Records from a data source:
________________________
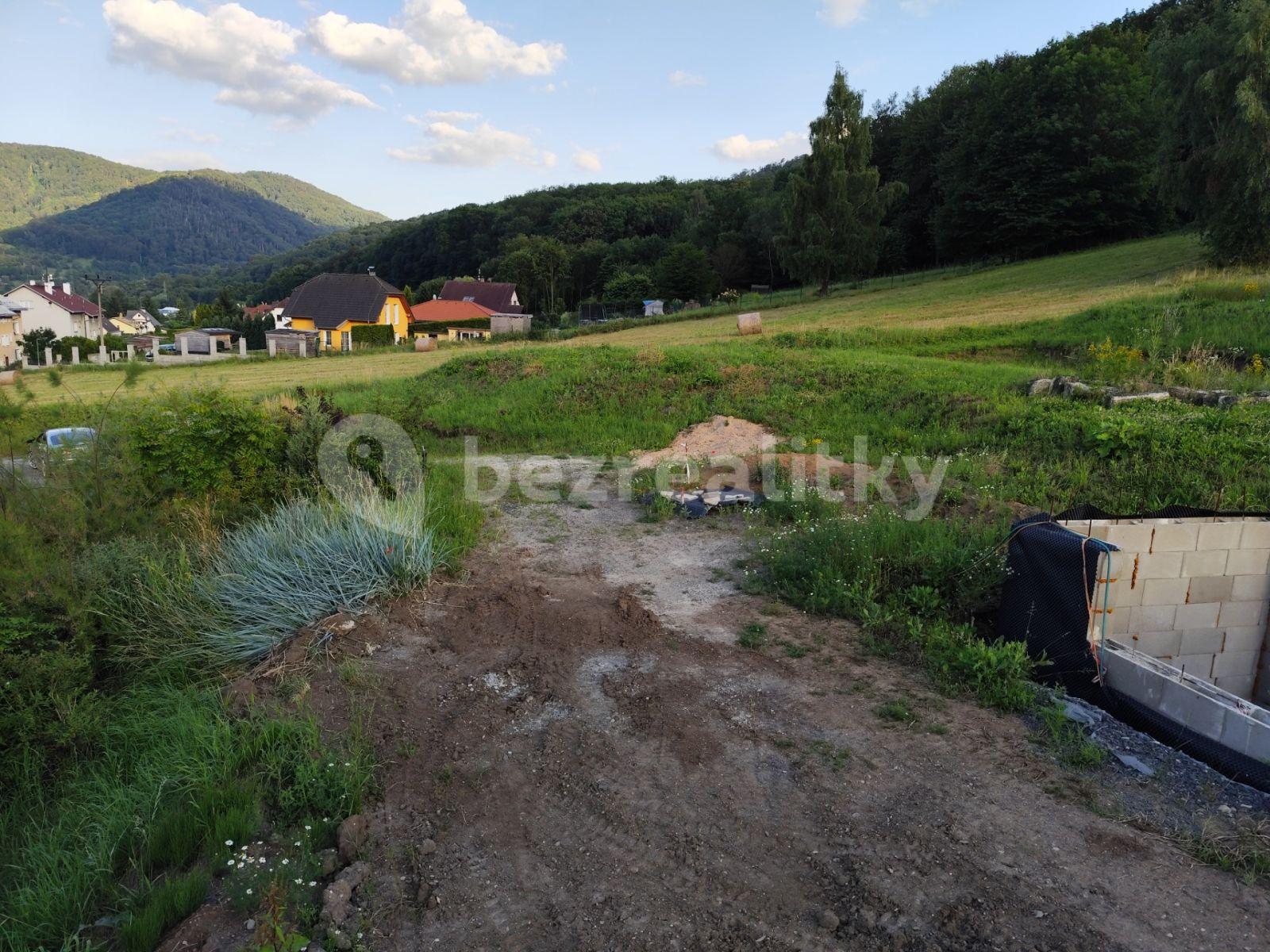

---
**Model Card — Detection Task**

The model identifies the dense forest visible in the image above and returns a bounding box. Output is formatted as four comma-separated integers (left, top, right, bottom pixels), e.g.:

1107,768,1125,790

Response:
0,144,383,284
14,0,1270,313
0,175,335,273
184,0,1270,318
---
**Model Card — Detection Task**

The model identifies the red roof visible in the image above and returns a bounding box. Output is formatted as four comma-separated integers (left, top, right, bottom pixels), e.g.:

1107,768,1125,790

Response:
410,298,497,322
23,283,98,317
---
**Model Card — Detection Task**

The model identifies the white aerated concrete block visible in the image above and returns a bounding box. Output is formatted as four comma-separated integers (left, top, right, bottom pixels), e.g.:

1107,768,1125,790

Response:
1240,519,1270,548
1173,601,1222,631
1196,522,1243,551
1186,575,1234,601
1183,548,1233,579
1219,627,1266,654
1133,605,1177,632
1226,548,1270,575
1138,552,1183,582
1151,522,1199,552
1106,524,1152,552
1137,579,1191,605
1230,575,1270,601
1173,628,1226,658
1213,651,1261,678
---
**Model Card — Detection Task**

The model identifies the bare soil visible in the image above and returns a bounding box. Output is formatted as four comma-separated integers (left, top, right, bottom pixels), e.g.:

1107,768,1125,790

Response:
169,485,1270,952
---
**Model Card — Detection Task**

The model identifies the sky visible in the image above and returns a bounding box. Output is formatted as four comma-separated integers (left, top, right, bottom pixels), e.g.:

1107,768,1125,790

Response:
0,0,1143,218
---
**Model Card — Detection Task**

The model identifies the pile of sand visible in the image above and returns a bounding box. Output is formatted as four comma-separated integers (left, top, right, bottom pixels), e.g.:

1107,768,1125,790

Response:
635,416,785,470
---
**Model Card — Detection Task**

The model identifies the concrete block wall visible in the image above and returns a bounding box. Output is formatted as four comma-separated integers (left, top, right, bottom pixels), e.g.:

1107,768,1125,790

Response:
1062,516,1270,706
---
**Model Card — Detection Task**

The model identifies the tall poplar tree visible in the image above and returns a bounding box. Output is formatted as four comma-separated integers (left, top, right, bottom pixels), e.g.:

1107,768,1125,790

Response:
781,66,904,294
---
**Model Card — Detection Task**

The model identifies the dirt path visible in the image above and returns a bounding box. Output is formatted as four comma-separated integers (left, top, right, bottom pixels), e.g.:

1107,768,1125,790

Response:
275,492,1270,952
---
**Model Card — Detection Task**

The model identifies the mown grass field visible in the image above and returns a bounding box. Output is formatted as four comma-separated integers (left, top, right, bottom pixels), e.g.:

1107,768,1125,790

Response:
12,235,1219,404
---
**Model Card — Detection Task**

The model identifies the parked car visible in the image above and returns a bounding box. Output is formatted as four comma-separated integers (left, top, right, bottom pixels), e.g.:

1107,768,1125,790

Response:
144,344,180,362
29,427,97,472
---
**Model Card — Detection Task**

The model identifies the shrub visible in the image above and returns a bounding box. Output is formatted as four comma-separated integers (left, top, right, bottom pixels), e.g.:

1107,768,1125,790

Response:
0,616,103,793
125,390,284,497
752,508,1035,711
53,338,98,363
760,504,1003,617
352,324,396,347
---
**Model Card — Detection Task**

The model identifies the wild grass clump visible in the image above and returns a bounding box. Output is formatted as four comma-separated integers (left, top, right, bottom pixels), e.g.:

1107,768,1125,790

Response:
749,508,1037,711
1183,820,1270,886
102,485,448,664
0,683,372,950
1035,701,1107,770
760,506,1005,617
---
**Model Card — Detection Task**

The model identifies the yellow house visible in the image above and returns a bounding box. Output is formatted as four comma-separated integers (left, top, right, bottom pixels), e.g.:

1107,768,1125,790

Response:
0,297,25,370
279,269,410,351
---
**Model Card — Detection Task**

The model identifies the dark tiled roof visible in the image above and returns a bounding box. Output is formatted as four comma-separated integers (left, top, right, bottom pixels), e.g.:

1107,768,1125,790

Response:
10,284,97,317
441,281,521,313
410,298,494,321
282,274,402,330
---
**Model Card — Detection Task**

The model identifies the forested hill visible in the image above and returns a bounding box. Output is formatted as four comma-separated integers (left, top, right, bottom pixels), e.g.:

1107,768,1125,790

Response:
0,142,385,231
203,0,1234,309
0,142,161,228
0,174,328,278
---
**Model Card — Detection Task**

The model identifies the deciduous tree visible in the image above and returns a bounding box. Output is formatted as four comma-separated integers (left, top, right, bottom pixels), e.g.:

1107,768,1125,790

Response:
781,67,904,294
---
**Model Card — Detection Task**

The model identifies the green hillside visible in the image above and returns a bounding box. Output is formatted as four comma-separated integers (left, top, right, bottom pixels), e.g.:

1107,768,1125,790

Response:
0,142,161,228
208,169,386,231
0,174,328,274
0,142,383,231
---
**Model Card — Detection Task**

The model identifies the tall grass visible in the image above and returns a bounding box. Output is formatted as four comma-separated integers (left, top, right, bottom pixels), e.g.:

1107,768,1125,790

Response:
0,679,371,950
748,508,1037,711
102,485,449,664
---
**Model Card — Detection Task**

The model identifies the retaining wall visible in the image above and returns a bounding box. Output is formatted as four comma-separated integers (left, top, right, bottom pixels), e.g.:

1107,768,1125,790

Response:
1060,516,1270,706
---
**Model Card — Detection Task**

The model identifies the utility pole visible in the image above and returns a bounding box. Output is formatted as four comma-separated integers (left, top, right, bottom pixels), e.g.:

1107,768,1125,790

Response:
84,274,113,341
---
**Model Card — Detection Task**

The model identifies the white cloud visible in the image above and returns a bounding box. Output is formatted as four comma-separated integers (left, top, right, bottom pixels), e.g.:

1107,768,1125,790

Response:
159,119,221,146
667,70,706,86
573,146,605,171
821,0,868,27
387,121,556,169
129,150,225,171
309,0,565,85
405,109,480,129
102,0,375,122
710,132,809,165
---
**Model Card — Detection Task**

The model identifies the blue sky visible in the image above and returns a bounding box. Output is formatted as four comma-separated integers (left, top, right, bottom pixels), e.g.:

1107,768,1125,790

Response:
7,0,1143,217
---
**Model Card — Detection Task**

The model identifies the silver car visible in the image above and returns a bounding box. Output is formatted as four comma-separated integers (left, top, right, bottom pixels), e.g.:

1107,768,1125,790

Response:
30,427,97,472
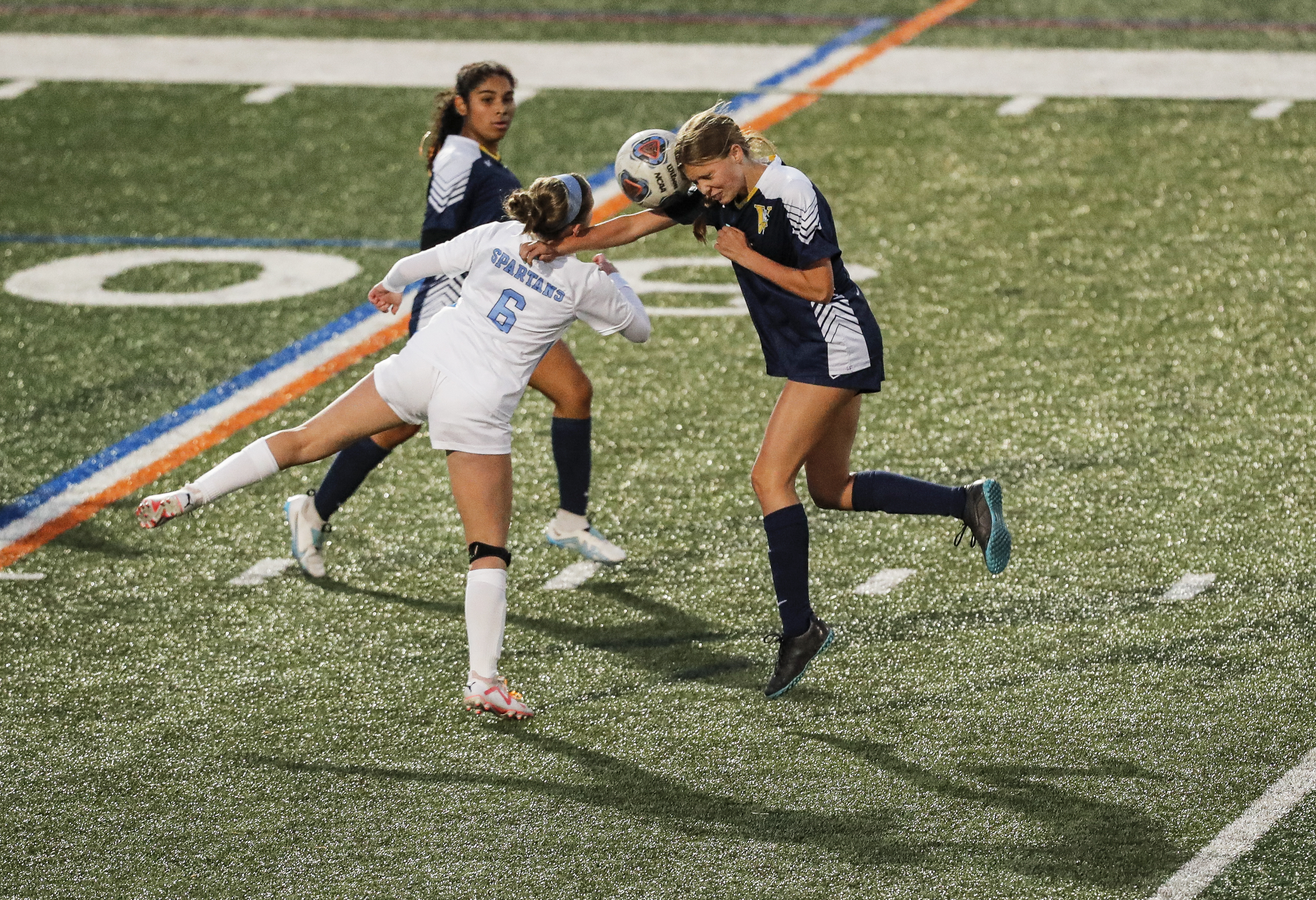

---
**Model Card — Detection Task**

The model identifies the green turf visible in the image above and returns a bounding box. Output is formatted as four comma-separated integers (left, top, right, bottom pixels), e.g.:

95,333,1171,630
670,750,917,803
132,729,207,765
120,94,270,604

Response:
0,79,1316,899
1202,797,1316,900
________________________
» **WRITTEN REQUEST**
Report every line of the records that contains the word "block". Case counts.

» **PROBLEM SOLUTION**
The model identifies the white aerated concrete block visible in the image above and returns a bounding box. Output is formatted as four comma-separated integers (left, top, right, bottom pixels), e.g.:
The model identifies the concrete block wall visible in the image above and returns a bounding box. Output is formatted as four comma-separated integers (left, top, right, bottom pixels), e.g.:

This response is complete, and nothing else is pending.